__Problem to work on__:
Transcribe the entries below exactly; leave every image out.

__Data section__:
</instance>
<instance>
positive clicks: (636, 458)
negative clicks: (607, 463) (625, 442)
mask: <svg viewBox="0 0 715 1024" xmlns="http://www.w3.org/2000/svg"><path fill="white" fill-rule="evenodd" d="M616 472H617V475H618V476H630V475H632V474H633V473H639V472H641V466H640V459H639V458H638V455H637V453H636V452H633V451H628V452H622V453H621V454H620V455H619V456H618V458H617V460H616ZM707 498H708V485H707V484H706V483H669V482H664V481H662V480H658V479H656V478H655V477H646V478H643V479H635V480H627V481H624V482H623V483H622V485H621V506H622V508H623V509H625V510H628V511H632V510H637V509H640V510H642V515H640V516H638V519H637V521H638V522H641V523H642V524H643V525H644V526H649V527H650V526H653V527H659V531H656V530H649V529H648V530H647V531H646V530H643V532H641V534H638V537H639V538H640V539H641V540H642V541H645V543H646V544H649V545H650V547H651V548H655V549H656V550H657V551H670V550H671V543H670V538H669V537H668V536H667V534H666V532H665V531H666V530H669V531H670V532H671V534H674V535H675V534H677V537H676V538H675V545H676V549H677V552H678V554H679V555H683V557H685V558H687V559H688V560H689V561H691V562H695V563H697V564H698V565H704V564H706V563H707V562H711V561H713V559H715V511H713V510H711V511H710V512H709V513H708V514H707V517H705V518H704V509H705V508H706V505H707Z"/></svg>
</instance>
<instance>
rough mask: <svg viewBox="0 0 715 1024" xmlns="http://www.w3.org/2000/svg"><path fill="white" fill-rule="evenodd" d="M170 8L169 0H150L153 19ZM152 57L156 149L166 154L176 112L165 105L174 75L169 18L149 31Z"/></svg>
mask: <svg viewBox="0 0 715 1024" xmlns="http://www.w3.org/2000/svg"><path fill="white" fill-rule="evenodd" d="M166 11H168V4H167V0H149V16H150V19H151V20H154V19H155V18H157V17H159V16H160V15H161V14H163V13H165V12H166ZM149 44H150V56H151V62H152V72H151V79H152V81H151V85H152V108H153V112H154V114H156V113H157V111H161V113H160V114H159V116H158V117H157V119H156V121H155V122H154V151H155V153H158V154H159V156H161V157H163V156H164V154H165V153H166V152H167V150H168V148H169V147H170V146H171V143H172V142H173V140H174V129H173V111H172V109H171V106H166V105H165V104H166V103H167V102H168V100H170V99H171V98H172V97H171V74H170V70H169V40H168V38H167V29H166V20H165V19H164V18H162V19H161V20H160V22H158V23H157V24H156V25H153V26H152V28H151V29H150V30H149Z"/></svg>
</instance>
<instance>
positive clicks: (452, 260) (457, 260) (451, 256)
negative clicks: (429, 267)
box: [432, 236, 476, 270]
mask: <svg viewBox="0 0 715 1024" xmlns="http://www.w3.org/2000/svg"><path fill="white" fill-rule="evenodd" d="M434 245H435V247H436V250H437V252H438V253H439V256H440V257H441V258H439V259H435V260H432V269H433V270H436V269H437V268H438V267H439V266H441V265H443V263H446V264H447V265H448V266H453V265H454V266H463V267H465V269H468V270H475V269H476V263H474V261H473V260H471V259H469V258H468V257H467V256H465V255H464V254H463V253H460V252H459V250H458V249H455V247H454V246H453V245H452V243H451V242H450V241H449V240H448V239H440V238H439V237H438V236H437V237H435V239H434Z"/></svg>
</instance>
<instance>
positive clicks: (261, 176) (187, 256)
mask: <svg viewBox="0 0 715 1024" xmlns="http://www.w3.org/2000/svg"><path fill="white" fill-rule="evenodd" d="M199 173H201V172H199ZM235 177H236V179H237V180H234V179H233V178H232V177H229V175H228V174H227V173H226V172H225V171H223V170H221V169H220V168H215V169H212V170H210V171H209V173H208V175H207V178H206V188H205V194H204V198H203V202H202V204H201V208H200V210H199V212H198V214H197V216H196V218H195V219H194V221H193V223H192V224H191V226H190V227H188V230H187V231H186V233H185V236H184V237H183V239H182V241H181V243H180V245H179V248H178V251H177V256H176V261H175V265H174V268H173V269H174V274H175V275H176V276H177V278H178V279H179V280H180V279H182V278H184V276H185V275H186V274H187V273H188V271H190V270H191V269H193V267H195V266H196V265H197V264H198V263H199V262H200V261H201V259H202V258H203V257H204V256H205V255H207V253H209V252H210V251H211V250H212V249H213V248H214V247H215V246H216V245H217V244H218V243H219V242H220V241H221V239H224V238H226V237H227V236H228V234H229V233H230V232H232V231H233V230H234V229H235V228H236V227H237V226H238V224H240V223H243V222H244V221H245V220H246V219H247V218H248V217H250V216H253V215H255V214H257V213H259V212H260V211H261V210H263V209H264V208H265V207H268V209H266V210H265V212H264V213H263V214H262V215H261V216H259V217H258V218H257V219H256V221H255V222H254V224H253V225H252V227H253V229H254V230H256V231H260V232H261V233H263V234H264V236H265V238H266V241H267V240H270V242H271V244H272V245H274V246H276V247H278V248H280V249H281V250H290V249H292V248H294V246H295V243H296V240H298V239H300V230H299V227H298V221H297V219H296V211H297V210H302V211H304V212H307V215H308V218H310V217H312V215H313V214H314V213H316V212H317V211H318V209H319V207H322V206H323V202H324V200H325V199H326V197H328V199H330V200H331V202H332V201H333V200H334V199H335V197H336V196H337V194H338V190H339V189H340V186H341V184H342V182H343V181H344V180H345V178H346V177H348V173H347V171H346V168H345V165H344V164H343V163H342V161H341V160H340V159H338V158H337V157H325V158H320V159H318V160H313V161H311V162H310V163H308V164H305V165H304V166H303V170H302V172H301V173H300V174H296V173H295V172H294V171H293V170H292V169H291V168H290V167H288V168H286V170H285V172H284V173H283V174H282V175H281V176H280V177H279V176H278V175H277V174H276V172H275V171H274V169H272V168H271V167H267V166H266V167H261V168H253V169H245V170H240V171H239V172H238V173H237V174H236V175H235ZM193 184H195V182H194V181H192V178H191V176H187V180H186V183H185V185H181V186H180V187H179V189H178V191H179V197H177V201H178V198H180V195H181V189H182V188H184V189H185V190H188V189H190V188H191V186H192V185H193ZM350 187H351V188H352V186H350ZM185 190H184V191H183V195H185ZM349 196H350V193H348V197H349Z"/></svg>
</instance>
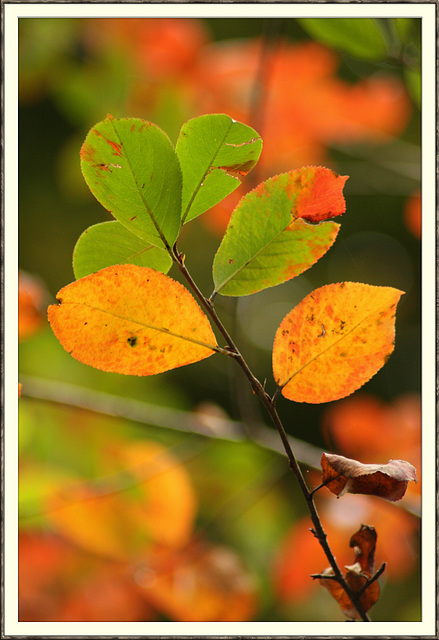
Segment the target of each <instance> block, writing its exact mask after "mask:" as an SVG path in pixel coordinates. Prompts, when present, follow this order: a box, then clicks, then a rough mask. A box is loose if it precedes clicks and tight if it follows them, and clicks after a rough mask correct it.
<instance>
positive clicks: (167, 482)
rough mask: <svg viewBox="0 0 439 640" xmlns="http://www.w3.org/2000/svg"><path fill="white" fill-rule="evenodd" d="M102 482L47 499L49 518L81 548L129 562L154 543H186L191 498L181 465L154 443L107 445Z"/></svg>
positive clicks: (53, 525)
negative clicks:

__Response below__:
</instance>
<instance>
positive clicks: (636, 458)
negative clicks: (607, 463) (625, 442)
mask: <svg viewBox="0 0 715 1024" xmlns="http://www.w3.org/2000/svg"><path fill="white" fill-rule="evenodd" d="M616 472H617V475H618V476H630V475H632V474H633V473H639V472H641V466H640V459H639V458H638V455H637V453H636V452H633V451H628V452H622V453H621V454H620V455H619V456H618V458H617V460H616ZM707 498H708V485H707V484H706V483H669V482H664V481H662V480H658V479H656V478H655V477H646V478H643V479H635V480H627V481H624V482H623V483H622V485H621V506H622V508H623V509H625V510H628V511H632V510H637V509H640V510H642V515H640V516H638V519H637V521H638V522H641V523H642V524H643V525H644V526H649V527H650V526H653V527H659V531H656V530H649V529H648V530H647V531H646V530H643V532H641V534H638V537H639V538H640V539H641V540H642V541H645V543H646V544H649V545H650V547H651V548H655V549H656V550H657V551H670V550H671V543H670V538H669V537H668V536H667V534H666V532H665V531H666V530H669V531H670V532H671V534H674V535H675V534H677V537H676V538H675V545H676V549H677V552H678V554H679V555H683V557H685V558H687V559H688V560H689V561H691V562H695V563H697V564H698V565H704V564H706V563H707V562H711V561H713V559H715V511H713V510H711V511H710V512H709V513H708V514H707V517H705V518H704V509H705V508H706V505H707Z"/></svg>
</instance>
<instance>
rough mask: <svg viewBox="0 0 715 1024" xmlns="http://www.w3.org/2000/svg"><path fill="white" fill-rule="evenodd" d="M170 8L169 0H150L153 19ZM152 57L156 149L166 154L176 112L165 105L174 75L169 18L149 31Z"/></svg>
mask: <svg viewBox="0 0 715 1024" xmlns="http://www.w3.org/2000/svg"><path fill="white" fill-rule="evenodd" d="M166 11H168V4H167V0H149V16H150V19H151V20H154V19H155V18H157V17H159V16H160V15H161V14H163V13H165V12H166ZM149 44H150V56H151V62H152V72H151V79H152V81H151V85H152V108H153V112H154V114H156V113H157V111H161V113H160V114H159V116H158V117H157V119H156V121H155V122H154V151H155V153H158V154H159V156H161V157H163V156H164V154H165V153H166V152H167V150H168V148H169V147H170V146H171V143H172V142H173V140H174V129H173V111H172V109H171V106H166V105H165V104H166V103H167V102H168V100H170V99H171V98H172V97H171V74H170V70H169V40H168V38H167V29H166V20H165V19H164V18H162V19H161V20H160V22H158V23H157V24H156V25H153V26H152V28H151V29H150V30H149Z"/></svg>
</instance>
<instance>
positive clicks: (452, 260) (457, 260) (451, 256)
negative clicks: (429, 267)
box: [432, 236, 476, 270]
mask: <svg viewBox="0 0 715 1024" xmlns="http://www.w3.org/2000/svg"><path fill="white" fill-rule="evenodd" d="M434 245H435V247H436V250H437V252H438V253H439V256H440V257H441V258H439V259H435V260H432V269H433V270H436V269H437V268H438V267H439V266H441V265H443V263H446V264H447V265H448V266H453V265H454V266H463V267H465V269H468V270H475V269H476V263H474V261H473V260H471V259H469V258H468V257H467V256H465V255H464V254H463V253H460V252H459V250H458V249H455V247H454V246H453V245H452V243H451V242H450V241H449V240H448V239H440V238H439V237H438V236H437V237H435V239H434Z"/></svg>
</instance>
<instance>
positive clicks: (261, 176) (187, 256)
mask: <svg viewBox="0 0 715 1024" xmlns="http://www.w3.org/2000/svg"><path fill="white" fill-rule="evenodd" d="M199 173H201V172H199ZM235 177H236V179H237V180H234V179H233V178H232V177H229V175H228V174H227V173H226V172H225V171H223V170H221V169H220V168H215V169H212V170H210V171H209V173H208V175H207V178H206V188H205V194H204V198H203V202H202V204H201V208H200V210H199V212H198V214H197V216H196V218H195V219H194V221H193V223H192V224H191V226H190V227H188V230H187V231H186V233H185V236H184V237H183V239H182V241H181V243H180V245H179V248H178V251H177V256H176V261H175V265H174V268H173V269H174V274H175V275H176V276H177V278H178V279H179V280H180V279H182V278H184V276H185V275H186V274H187V273H188V271H190V270H191V269H193V267H195V266H196V265H197V264H198V263H199V262H200V261H201V259H202V258H203V257H204V256H205V255H207V253H209V252H210V251H211V250H212V249H213V248H214V247H215V246H216V245H217V244H218V243H219V242H220V241H221V239H224V238H226V237H227V236H228V234H229V233H230V232H232V231H233V230H234V229H235V228H236V227H237V226H238V224H240V223H243V222H244V221H245V220H246V219H247V218H248V217H250V216H253V215H255V214H257V213H259V212H260V211H261V210H263V209H264V208H265V207H268V209H266V210H265V212H264V213H263V214H262V215H261V216H259V217H258V218H257V219H256V221H255V222H254V224H253V225H252V227H253V229H254V230H256V231H260V232H261V233H263V234H264V236H265V238H266V241H267V240H270V242H271V244H272V245H274V246H276V247H278V248H280V249H281V250H290V249H292V248H294V246H295V243H296V240H298V239H300V230H299V227H298V221H297V219H296V211H297V210H302V211H304V212H307V215H308V218H310V217H312V215H313V214H314V213H316V212H317V211H318V209H319V207H322V206H323V202H324V200H325V199H326V197H328V199H330V200H331V202H332V201H333V200H334V199H335V197H336V196H337V194H338V190H339V189H340V186H341V184H342V182H343V181H344V180H345V178H346V177H348V173H347V171H346V168H345V165H344V164H343V163H342V161H341V160H340V159H338V158H337V157H325V158H320V159H318V160H313V161H311V162H310V163H308V164H305V165H304V166H303V170H302V172H301V173H300V174H296V173H295V172H294V171H293V170H292V169H291V168H290V167H288V168H286V170H285V172H284V173H283V174H282V175H281V176H280V177H279V176H278V175H277V174H276V172H275V171H274V169H272V168H271V167H267V166H266V167H261V168H253V169H245V170H240V171H239V172H238V173H237V174H236V175H235ZM193 184H195V182H194V181H192V178H191V176H187V180H186V183H185V185H181V186H180V187H179V189H178V191H179V197H177V201H178V198H180V195H181V189H182V188H184V189H185V190H188V189H190V188H191V186H192V185H193ZM350 187H351V188H352V186H350ZM185 190H184V191H183V195H185ZM349 196H350V193H348V197H349Z"/></svg>
</instance>
Segment the target of each <instance> block, writing its exact mask after "mask:" as an SVG path in pixel coordinates. Prompts, when present, follow this order: a box, then clicks, then a rough mask. A box is loose if it precedes clicks and tight if it follows them, and clicks after a rough mask correct it.
<instance>
positive clicks: (167, 482)
rough mask: <svg viewBox="0 0 439 640" xmlns="http://www.w3.org/2000/svg"><path fill="white" fill-rule="evenodd" d="M102 482L47 499L49 518L81 548L129 562L154 543H186L191 498L181 465L154 443L107 445Z"/></svg>
positive clicks: (53, 525)
negative clicks:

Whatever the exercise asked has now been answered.